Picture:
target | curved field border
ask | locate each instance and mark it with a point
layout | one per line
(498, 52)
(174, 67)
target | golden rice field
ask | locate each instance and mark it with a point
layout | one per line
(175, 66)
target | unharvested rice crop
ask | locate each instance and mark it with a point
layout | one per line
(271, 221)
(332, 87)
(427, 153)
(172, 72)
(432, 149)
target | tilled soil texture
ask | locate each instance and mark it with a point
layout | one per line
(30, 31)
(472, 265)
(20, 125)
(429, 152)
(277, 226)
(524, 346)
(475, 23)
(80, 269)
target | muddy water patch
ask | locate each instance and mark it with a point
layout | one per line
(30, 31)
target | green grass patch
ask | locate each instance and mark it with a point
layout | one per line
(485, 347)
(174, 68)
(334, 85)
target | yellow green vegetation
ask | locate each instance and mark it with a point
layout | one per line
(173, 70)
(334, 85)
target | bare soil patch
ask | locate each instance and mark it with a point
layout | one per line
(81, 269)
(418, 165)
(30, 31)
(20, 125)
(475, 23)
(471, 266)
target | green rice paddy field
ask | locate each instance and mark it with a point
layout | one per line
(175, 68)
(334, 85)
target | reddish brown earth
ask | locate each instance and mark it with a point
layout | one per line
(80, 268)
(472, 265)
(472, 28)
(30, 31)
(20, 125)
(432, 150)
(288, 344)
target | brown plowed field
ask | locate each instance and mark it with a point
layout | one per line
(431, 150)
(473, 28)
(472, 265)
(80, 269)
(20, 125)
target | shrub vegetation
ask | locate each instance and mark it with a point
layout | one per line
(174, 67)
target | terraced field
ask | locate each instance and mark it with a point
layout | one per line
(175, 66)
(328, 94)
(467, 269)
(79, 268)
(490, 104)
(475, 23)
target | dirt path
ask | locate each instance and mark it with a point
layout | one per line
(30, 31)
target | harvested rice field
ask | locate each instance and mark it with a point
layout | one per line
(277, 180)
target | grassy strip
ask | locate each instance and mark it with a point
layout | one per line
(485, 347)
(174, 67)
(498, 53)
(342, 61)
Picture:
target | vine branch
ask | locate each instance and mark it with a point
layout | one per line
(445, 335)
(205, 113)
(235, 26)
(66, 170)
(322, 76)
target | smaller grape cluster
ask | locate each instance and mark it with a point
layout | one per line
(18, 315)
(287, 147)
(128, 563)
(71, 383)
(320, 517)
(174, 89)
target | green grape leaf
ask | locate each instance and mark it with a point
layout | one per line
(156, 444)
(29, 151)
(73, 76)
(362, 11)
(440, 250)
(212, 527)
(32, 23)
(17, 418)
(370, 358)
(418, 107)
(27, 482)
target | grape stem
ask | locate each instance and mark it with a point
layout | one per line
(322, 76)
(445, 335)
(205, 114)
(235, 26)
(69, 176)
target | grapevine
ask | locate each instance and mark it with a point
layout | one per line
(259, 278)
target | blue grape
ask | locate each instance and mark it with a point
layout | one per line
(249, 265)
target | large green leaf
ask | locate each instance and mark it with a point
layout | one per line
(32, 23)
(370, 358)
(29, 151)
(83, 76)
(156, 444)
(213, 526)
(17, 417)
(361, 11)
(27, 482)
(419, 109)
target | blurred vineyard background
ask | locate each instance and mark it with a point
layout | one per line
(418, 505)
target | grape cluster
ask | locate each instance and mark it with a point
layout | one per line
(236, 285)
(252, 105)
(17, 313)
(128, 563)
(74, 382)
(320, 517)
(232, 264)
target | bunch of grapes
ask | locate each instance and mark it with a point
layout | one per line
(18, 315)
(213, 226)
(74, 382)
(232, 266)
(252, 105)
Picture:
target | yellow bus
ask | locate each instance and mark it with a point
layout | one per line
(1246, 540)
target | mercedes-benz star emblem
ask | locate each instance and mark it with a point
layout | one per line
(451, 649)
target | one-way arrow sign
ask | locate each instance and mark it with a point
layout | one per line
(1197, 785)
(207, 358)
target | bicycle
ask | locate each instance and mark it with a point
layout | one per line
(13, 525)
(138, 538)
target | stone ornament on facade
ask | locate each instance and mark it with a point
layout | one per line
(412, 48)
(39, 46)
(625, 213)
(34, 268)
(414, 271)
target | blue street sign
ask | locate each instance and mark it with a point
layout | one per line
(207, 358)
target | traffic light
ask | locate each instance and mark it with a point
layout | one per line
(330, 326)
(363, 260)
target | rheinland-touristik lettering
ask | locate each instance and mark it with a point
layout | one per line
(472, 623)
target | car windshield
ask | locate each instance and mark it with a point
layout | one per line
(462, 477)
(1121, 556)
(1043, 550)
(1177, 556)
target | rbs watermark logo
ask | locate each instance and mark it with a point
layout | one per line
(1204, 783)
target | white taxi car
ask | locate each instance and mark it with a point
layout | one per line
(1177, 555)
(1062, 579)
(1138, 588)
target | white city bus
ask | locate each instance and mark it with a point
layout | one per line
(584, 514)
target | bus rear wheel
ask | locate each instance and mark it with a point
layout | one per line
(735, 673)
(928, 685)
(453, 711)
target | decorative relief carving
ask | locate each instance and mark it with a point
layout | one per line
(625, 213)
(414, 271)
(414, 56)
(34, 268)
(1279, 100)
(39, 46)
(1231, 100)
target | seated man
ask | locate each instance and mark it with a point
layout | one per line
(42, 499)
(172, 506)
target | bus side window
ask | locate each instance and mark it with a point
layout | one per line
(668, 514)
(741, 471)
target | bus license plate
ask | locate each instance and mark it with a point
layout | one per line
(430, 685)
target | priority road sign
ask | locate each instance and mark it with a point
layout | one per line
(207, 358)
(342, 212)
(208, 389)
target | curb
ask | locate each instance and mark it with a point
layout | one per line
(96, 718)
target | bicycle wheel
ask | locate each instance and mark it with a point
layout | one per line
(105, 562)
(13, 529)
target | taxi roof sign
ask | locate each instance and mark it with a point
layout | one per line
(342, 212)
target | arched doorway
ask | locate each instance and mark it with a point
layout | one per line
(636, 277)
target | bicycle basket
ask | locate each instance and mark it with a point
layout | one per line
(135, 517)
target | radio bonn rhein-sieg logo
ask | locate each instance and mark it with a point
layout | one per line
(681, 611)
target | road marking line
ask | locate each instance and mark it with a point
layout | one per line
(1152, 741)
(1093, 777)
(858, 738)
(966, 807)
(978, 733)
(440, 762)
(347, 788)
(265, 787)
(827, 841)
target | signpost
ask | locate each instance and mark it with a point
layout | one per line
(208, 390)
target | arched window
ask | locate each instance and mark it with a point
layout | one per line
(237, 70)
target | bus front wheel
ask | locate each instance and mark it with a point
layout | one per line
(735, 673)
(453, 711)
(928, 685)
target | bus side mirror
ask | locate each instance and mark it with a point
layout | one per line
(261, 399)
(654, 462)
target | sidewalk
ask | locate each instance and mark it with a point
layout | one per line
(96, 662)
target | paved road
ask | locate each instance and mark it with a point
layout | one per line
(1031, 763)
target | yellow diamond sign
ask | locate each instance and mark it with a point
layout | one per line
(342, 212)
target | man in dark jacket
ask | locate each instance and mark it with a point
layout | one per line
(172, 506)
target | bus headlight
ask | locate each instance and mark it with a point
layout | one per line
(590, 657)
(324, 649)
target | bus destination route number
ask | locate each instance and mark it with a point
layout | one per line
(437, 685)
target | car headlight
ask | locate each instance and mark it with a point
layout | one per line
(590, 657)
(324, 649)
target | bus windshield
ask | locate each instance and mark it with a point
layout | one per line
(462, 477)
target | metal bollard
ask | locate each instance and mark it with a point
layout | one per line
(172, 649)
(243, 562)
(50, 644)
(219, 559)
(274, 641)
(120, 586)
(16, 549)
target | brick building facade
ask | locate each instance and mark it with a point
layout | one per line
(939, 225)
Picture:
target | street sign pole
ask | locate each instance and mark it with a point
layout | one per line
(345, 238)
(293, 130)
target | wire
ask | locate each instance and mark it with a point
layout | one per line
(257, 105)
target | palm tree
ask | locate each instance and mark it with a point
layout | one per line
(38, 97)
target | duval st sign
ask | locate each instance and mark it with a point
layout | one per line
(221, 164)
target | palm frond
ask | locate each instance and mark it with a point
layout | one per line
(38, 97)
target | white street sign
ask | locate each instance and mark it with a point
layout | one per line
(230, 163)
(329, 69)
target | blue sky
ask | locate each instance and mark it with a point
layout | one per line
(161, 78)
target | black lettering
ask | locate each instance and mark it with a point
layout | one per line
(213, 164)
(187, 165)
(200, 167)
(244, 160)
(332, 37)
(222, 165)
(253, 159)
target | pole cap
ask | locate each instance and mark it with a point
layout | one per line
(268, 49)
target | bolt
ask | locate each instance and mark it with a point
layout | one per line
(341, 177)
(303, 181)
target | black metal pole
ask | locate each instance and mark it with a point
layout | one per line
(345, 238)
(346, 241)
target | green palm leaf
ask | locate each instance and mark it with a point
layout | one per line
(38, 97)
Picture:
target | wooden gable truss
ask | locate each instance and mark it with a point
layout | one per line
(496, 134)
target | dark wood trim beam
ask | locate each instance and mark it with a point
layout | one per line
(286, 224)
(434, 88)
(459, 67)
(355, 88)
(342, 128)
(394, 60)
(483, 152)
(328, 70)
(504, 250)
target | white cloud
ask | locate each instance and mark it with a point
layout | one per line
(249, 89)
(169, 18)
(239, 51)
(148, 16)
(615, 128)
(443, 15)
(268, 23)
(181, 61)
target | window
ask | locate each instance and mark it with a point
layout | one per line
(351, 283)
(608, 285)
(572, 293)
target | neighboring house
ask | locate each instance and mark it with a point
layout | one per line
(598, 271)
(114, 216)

····················

• **SET PROBLEM**
Copy out, word for word, the stretch of the entries from the line containing "target | window" through the end of the entries, including both of those lines.

• **FINISHED TASK**
target | window
ask | locate each instance and mark it with a point
layout | one per line
(351, 283)
(608, 285)
(572, 293)
target | neighboring house
ask | locate each instance and mark it with a point
layout | one per line
(598, 271)
(114, 216)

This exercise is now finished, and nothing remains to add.